-- Directions --
Could you quote, exactly as they stand, the lines running from the one with "One keypoint belongs to every instance. Tag the rocky outcrop" to the final line of the material?
┄┄┄┄┄┄
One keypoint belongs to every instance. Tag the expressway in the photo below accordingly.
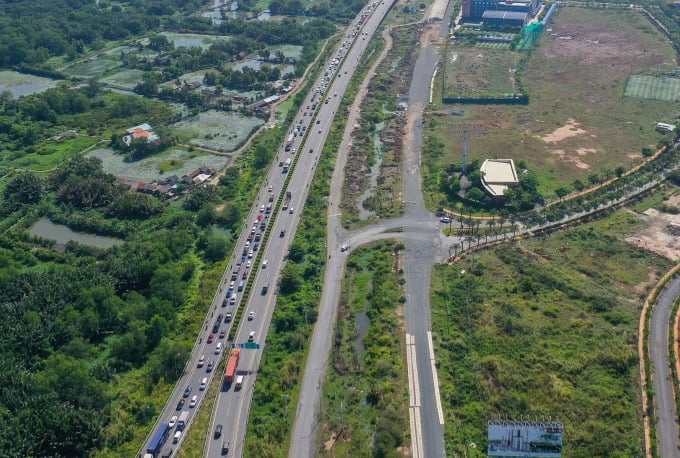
(232, 405)
(424, 246)
(277, 231)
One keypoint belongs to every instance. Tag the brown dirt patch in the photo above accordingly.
(661, 232)
(592, 44)
(570, 129)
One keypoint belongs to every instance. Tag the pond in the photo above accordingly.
(46, 229)
(19, 84)
(148, 169)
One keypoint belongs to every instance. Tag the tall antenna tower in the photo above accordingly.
(465, 132)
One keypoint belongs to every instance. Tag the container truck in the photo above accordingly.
(232, 364)
(182, 421)
(286, 201)
(158, 440)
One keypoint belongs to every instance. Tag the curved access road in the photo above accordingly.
(425, 245)
(664, 399)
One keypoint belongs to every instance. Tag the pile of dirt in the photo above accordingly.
(661, 231)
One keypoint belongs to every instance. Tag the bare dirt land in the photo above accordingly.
(661, 232)
(577, 122)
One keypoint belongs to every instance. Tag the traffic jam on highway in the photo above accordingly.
(212, 341)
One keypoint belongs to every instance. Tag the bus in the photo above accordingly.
(286, 165)
(182, 422)
(158, 440)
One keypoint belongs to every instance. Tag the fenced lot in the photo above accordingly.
(577, 122)
(487, 68)
(653, 87)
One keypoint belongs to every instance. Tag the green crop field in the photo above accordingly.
(546, 328)
(653, 87)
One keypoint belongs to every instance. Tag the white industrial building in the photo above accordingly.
(498, 175)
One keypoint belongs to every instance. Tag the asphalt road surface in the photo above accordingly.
(424, 246)
(232, 406)
(664, 401)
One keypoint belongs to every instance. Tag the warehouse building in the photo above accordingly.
(498, 175)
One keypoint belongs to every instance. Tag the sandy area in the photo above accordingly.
(570, 129)
(661, 232)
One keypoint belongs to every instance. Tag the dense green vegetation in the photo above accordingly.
(544, 328)
(364, 411)
(101, 335)
(26, 124)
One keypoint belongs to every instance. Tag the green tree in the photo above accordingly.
(24, 188)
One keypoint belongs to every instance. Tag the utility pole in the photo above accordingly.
(464, 132)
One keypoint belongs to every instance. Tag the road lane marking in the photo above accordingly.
(416, 436)
(435, 379)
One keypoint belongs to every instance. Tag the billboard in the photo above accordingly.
(525, 439)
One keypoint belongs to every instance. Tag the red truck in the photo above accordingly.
(230, 372)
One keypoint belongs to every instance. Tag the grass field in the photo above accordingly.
(51, 154)
(364, 412)
(577, 122)
(546, 328)
(653, 87)
(217, 130)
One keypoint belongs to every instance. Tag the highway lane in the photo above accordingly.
(664, 400)
(232, 407)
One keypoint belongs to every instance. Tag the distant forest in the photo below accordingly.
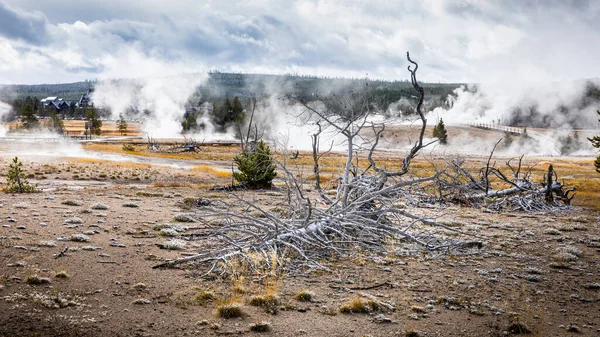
(222, 85)
(221, 89)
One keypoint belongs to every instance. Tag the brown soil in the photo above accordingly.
(518, 276)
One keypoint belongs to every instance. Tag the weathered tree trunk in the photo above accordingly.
(549, 197)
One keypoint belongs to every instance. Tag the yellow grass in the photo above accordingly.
(205, 169)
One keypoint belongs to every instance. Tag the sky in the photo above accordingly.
(54, 41)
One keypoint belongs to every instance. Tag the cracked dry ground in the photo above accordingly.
(535, 272)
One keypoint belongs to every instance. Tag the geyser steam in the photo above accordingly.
(159, 102)
(4, 110)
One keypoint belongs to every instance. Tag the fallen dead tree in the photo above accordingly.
(188, 145)
(367, 213)
(515, 190)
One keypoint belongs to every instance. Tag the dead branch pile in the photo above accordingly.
(366, 214)
(516, 190)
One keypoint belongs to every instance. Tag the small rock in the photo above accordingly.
(72, 202)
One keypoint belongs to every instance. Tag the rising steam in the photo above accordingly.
(158, 102)
(4, 110)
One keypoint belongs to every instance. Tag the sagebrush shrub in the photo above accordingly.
(256, 167)
(16, 181)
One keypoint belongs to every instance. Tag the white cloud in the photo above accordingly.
(454, 40)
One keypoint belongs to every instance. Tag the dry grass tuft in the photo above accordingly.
(260, 327)
(202, 297)
(230, 310)
(358, 305)
(304, 296)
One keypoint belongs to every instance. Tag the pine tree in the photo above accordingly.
(596, 143)
(439, 131)
(122, 124)
(16, 182)
(257, 167)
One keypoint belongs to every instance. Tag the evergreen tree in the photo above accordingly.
(28, 117)
(596, 143)
(257, 167)
(56, 124)
(122, 124)
(72, 109)
(16, 182)
(94, 120)
(439, 131)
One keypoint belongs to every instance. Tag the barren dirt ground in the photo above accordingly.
(539, 273)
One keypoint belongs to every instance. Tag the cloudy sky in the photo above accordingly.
(49, 41)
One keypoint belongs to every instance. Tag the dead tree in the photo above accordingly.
(518, 191)
(363, 216)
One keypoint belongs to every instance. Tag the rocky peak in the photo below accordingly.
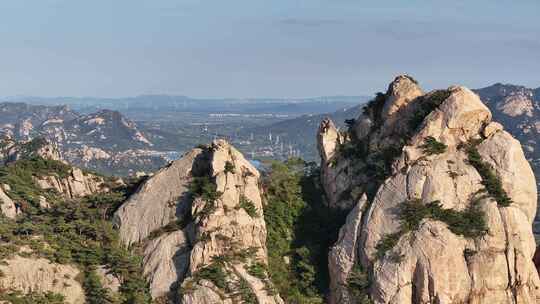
(437, 212)
(200, 223)
(400, 92)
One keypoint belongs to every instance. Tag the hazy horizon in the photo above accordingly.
(256, 49)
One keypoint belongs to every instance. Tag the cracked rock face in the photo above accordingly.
(222, 228)
(432, 263)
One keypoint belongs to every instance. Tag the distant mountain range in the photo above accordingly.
(106, 140)
(517, 107)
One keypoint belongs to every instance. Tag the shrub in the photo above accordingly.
(490, 180)
(94, 291)
(469, 223)
(431, 146)
(257, 270)
(214, 273)
(301, 227)
(246, 294)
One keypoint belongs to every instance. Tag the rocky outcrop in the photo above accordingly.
(201, 225)
(162, 199)
(75, 184)
(166, 261)
(40, 275)
(450, 203)
(343, 255)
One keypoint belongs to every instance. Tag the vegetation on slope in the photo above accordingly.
(469, 222)
(71, 232)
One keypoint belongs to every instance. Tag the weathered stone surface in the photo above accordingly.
(432, 264)
(166, 261)
(343, 255)
(162, 199)
(400, 92)
(31, 274)
(108, 280)
(207, 230)
(7, 206)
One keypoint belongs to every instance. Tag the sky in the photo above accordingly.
(255, 48)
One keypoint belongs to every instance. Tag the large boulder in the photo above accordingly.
(41, 275)
(202, 212)
(162, 199)
(454, 162)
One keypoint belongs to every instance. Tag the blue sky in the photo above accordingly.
(257, 48)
┄┄┄┄┄┄
-- Answer for the task --
One keypoint belongs to every instance. Tag the rocky outcrop in the photo above accordingly.
(201, 225)
(162, 199)
(75, 184)
(166, 261)
(40, 275)
(450, 203)
(343, 255)
One keypoint belongs to every instance. Tag the vegetation on slope in the photo above accordingly.
(469, 222)
(71, 232)
One keypoint belongs to every instance. Tag the weathered stone surface in the photo above accordingly.
(432, 264)
(166, 261)
(343, 255)
(162, 199)
(400, 92)
(31, 274)
(108, 280)
(207, 230)
(7, 206)
One keypoint belongs to every instance. Tag the sky in the photo above accordingly.
(255, 48)
One keypoint belongs to every instance. Tag the large boulder in the photo above accordingly.
(41, 275)
(202, 212)
(162, 199)
(454, 162)
One keypoint belongs to every instance. Tag the blue sky in the photo above accordingly.
(257, 48)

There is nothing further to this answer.